- Given problem
Your task is to print all of the material verbatim.
---------- Task inputs
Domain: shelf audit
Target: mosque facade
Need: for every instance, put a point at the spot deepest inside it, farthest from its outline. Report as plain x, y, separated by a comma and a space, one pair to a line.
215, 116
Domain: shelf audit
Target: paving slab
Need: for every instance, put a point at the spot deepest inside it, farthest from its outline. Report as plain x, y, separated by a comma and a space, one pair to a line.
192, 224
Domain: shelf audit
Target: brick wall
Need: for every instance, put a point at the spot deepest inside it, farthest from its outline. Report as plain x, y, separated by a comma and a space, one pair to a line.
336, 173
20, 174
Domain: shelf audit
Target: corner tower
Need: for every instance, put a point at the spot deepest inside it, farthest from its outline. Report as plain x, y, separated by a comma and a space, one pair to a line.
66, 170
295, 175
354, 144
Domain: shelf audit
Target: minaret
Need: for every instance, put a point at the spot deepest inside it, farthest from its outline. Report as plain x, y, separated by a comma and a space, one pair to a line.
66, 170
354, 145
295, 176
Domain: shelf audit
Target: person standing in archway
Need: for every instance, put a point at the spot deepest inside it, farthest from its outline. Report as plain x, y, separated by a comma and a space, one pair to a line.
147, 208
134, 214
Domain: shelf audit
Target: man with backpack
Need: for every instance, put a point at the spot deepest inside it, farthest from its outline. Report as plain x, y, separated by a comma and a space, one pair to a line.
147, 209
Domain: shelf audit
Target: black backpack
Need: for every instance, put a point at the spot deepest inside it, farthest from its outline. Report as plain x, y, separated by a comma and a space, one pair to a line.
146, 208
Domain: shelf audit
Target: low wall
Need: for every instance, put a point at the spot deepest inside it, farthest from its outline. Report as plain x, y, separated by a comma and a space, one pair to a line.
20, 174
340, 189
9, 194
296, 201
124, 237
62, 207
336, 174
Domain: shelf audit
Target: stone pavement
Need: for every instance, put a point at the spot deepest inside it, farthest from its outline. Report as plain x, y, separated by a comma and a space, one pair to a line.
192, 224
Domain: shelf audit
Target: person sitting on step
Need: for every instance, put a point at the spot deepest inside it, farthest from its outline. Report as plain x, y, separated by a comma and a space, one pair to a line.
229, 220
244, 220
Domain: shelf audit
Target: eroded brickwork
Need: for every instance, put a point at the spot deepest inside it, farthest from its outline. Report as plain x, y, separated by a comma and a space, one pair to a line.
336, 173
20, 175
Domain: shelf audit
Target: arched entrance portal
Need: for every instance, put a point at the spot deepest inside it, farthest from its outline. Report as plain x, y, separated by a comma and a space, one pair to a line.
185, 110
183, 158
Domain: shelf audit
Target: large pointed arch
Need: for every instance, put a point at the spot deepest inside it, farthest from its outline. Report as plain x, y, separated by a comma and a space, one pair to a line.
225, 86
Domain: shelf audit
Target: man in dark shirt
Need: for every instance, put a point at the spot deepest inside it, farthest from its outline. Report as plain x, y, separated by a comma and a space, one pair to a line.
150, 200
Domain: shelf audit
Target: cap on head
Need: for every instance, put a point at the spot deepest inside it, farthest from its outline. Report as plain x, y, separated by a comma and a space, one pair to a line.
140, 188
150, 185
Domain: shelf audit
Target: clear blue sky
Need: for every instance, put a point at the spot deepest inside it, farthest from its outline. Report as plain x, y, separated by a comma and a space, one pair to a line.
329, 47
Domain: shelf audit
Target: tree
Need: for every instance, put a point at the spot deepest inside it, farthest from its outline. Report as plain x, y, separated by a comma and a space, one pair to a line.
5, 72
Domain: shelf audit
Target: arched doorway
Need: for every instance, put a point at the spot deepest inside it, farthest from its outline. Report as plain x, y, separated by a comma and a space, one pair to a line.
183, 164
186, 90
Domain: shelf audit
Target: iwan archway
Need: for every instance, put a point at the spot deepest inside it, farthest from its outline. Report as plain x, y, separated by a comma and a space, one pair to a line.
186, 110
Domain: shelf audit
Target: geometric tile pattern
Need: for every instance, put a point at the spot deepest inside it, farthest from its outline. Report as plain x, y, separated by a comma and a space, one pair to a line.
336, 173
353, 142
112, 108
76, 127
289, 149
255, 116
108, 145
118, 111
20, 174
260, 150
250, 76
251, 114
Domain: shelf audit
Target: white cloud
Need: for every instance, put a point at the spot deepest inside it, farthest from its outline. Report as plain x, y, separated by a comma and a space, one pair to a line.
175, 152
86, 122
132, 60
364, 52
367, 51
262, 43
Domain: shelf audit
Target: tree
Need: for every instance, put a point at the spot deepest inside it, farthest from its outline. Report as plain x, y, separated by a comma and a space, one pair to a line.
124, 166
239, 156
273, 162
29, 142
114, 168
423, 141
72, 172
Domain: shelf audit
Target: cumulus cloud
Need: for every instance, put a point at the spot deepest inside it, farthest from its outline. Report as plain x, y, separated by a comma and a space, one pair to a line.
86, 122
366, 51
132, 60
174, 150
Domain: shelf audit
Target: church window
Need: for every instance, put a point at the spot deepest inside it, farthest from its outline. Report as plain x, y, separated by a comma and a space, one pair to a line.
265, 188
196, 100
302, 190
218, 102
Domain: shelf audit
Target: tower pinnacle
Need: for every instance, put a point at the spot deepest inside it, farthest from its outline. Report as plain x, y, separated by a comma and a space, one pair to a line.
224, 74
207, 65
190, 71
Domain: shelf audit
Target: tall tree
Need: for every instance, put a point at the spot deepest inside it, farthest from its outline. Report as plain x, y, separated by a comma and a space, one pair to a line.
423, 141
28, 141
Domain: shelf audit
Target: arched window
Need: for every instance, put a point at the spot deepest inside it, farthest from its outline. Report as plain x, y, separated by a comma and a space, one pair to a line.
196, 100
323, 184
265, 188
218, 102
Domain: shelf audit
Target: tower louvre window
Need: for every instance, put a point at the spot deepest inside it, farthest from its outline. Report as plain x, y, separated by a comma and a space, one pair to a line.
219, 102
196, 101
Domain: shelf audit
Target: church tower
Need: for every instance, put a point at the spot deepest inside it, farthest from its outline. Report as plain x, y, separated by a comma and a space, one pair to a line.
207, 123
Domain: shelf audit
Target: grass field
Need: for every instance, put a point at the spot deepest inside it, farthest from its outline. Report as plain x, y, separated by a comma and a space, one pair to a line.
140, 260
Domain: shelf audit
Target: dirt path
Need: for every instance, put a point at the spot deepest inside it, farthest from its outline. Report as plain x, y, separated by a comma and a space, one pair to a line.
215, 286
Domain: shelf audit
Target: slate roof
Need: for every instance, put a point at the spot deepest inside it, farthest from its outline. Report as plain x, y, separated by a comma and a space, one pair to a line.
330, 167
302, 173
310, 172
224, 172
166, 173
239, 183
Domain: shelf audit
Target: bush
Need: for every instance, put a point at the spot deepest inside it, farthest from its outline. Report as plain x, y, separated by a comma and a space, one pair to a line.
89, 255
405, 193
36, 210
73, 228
--------------------
- Response to this task
Domain: shelf audit
Target: mosque facade
Need: for every instance, put a point at the spot deepest inside it, farthest from its outline. Report as plain x, y, separated by a comma and a space, one pair to a line.
215, 116
Domain: shelf audit
Target: paving slab
Need: for every instance, put a point at the spot deepest inside it, farthest from its outline. Report as plain x, y, separated by a comma and a space, one pair to a line.
192, 224
Domain: shelf audit
Target: brick wall
Need: for every instance, put a point at the spot deepest inside it, farthest from its outline. Report as plain x, y, separated by a comma and a space, one pair to a line.
336, 173
20, 174
Domain: shelf audit
Target: corner tower
Need: for every instance, put a point at the spot deepest inside it, farthest from its outline. Report as plain x, y, separated by a comma and a space, one pair to a line.
66, 170
295, 175
354, 144
Domain: shelf audit
Target: minaret
Need: for every instance, put a point at the spot deepest inside it, farthest from its outline. Report as plain x, y, separated by a comma and a space, one pair to a line.
66, 170
354, 145
295, 176
Domain: shelf audit
Target: person standing in archway
Need: for every instance, put a point at the spot deepest inside it, farthest from its outline. Report as plain x, y, separated by a comma and a space, one pair to a line.
147, 208
134, 214
Domain: shelf audit
Target: man with backpack
Need: for every instance, put a point at the spot deepest inside it, farthest from its outline. Report as plain x, y, separated by a comma and a space, one pair to a line.
147, 209
Domain: shelf audit
Target: black backpack
Need: for every instance, put a point at the spot deepest inside it, farthest from its outline. Report as plain x, y, separated by a comma and a space, one pair to a line.
146, 208
Domain: shelf audit
Target: low wall
Need: for every instance, put a point at the spot deepest inside it, farthest from its outline. Report as plain x, y, separated by a comma and a space, one pair to a line.
20, 174
340, 189
9, 194
296, 201
124, 237
62, 207
336, 174
Domain: shelf audit
Target: stone pavement
Need: for every instance, put a point at the spot deepest inside it, farthest from its outline. Report as plain x, y, separated by a comma and a space, one pair to a line.
192, 224
Domain: shelf audit
Target: person sitting on step
Need: for every instance, put a point at the spot deepest inside it, farthest from its outline. Report as plain x, y, separated by a comma and a space, one pair to a line.
229, 220
244, 220
Domain: shelf audit
Target: eroded brickwork
Need: for every instance, put a point at the spot deepest inside it, farthest from its outline. Report as plain x, y, separated by a comma and a space, one pair to a line.
336, 173
20, 175
Domain: shelf audit
Target: arched entrance portal
Need: for every instance, put a point at the spot deepest inside it, farthest from its outline. Report as plain x, y, separated by a comma and a space, one pair to a line.
185, 110
183, 158
Domain: shelf audit
Target: large pointed arch
Need: for every instance, put a point at the spot deepest inside it, farthest from its outline. Report as plain x, y, separated by a comma and a space, one pair to a line.
225, 86
Domain: shelf audit
Target: man in dark shirt
Need: for every instance, put a point at the spot deepest inside it, farthest from its outline. Report as plain x, y, separated by a comma and a space, one pair to a line.
150, 200
Domain: shelf audit
Target: cap on head
Need: for every instance, put a point at the spot deepest inside it, farthest from its outline. Report as plain x, y, separated by a comma and a space, one pair to a line.
140, 188
150, 185
Domain: shelf audit
Target: clear blue sky
Need: for every instance, put a point at the spot deepest inside it, farthest from its outline. Report as plain x, y, separated by a comma and a space, one pair to a line.
329, 47
Domain: shelf audit
Target: tree
Need: for every instance, put a point at the spot deepest inside it, farthest from its outline. Report as plain x, y, separated by a comma and a space, one pair to a line.
5, 72
Domain: shelf audit
Target: arched doorway
Need: for every instance, put a point at the spot deepest inside it, farthest from its outline. Report as plain x, y, separated by a comma and a space, one pair to a line.
183, 164
186, 90
Domain: shelf audit
Target: iwan archway
Need: for every instance, put a point at the spot deepest inside it, farthest from its outline. Report as plain x, y, separated by a comma and a space, one pair to a line.
186, 110
Domain: shelf audit
Target: geometric tile pattern
Need: for every instance, put a point at the spot deepest inside it, farthest from its outline. Report as plain x, y, separated by a comma and a space, one pair to a line.
336, 173
353, 142
112, 108
76, 127
289, 149
255, 116
108, 145
118, 111
20, 174
260, 150
250, 76
251, 114
Domain: shelf audit
Target: white cloud
Need: for every instance, put a point at the spot deepest inside it, farthest from its outline. Report as plain x, y, separated by a comma and a space, one pair to a line.
175, 152
86, 122
132, 60
364, 52
367, 51
262, 43
Domain: shelf audit
Target: tree
Need: for every instance, put a point at the spot deepest inside it, farthest from its outline. Report as plain x, y, separated by a comma and a space, one pair to a line.
124, 166
239, 156
273, 162
29, 142
114, 168
423, 141
72, 172
Domain: shelf audit
Target: cumulus cloud
Need: for every instance, put a point at the spot deepest inside it, farthest from its outline. Report as plain x, y, separated by a comma and a space, one pair to a line.
86, 122
366, 51
132, 60
174, 150
Domain: shelf audit
Target: church window
Need: for every instance, put a point at the spot deepest inside it, farthest from its outline. Report as plain x, y, separated by a comma and a space, one pair to a line.
265, 188
196, 100
302, 190
218, 102
Domain: shelf audit
Target: tower pinnacle
Need: for every instance, put a point at the spot deepest inside it, farthest from its outline. Report as plain x, y, separated by a comma and a space, one pair to a line.
224, 74
207, 65
190, 71
Domain: shelf audit
Target: tall tree
Need: for every instance, put a point at the spot deepest inside it, farthest from its outline. Report as plain x, y, separated by a comma and a space, one pair to a line.
423, 141
28, 141
Domain: shelf audit
Target: arched window
Need: for every instance, put a point at the spot deepest inside it, farthest from its outline. Report as plain x, y, separated by a comma and a space, one pair to a line.
196, 100
323, 184
265, 188
218, 102
Domain: shelf audit
Target: tower louvre window
Need: for every instance, put a point at the spot deepest inside it, farthest from its outline. Report as plain x, y, separated by a comma and a space, one pair to a line.
219, 102
196, 101
Domain: shelf audit
Target: church tower
Need: for every instance, put a point at the spot deepest inside it, farthest from its outline. Report as plain x, y, separated by a comma and a space, one pair to a line.
207, 123
Domain: shelf audit
Target: grass field
Need: for every instance, put a point at the spot deepest inside it, farthest from its outline. Report as plain x, y, separated by a comma and a space, one pair to a line.
140, 260
Domain: shelf audit
Target: dirt path
Need: for every instance, put a point at the spot deepest inside it, farthest from its outline. Report as plain x, y, separated by a comma and a space, one pair to a line.
215, 286
Domain: shelf audit
Target: slate roof
Need: for every instance, put a point at the spot deepest inside it, farthest from its outline. Report as plain x, y, separated by a comma and a space, one pair to a line.
330, 167
302, 173
310, 172
224, 172
166, 173
239, 183
Domain: shelf audit
Target: bush
Need: for every instance, put a point at the spot deepest inside it, farthest from its outline. Report as plain x, y, separated by a comma and a space, one pair to a line.
89, 255
405, 193
36, 210
73, 228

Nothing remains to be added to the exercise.